▶ _A fazer_
Devolva na íntegra, sem mudar nada, o texto sobre a repressão na França e o caso Benalla.

▶ _Texto apresentado_
-.-.-
França: da repressão ao escândalo de Estado

imagempor Rémy Herrera

Resistir.info

Nos últimos meses, a repressão antissocial subiu vários degraus na França. O estado de emergência, substituído em novembro de 2017 por uma lei antiterrorista, tem muito a ver com isso. Mas é sobretudo a multiplicação das lutas dos trabalhadores, em muitos setores da sociedade, que explica a extensão das operações policiais e militares.

Até há pouco, as oposições visíveis ao presidente da República Emmanuel Macron vinham da rua, dos sindicatos e do povo mobilizado, muito mais do que da classe política e dos meios de comunicação. Tudo isso mudou em 18 de Julho após a explosão do “caso Benalla”. Bastaram três dias para fazer com que o Eliseu passasse da euforia da vitória da equipe francesa na Copa do Mundo de futebol para um sismo de amplitude política inimaginável.
-.-.-
▶ _Seção de dados_
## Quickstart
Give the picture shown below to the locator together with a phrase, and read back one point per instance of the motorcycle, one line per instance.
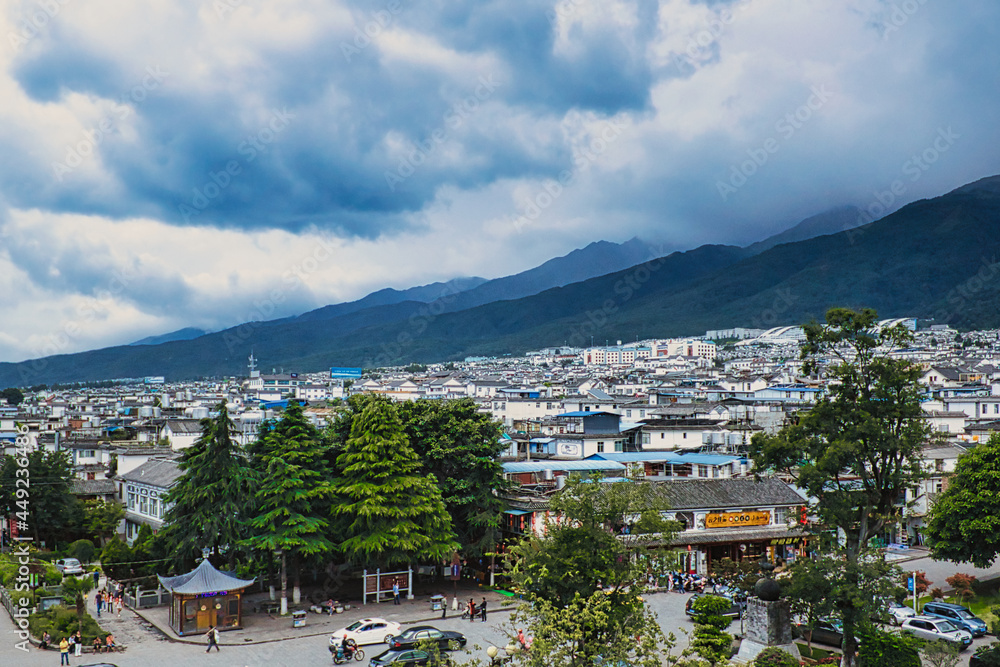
(340, 657)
-.-.-
▶ _Resposta do exercício_
França: da repressão ao escândalo de Estado

imagempor Rémy Herrera

Resistir.info

Nos últimos meses, a repressão antissocial subiu vários degraus na França. O estado de emergência, substituído em novembro de 2017 por uma lei antiterrorista, tem muito a ver com isso. Mas é sobretudo a multiplicação das lutas dos trabalhadores, em muitos setores da sociedade, que explica a extensão das operações policiais e militares.

Até há pouco, as oposições visíveis ao presidente da República Emmanuel Macron vinham da rua, dos sindicatos e do povo mobilizado, muito mais do que da classe política e dos meios de comunicação. Tudo isso mudou em 18 de Julho após a explosão do “caso Benalla”. Bastaram três dias para fazer com que o Eliseu passasse da euforia da vitória da equipe francesa na Copa do Mundo de futebol para um sismo de amplitude política inimaginável.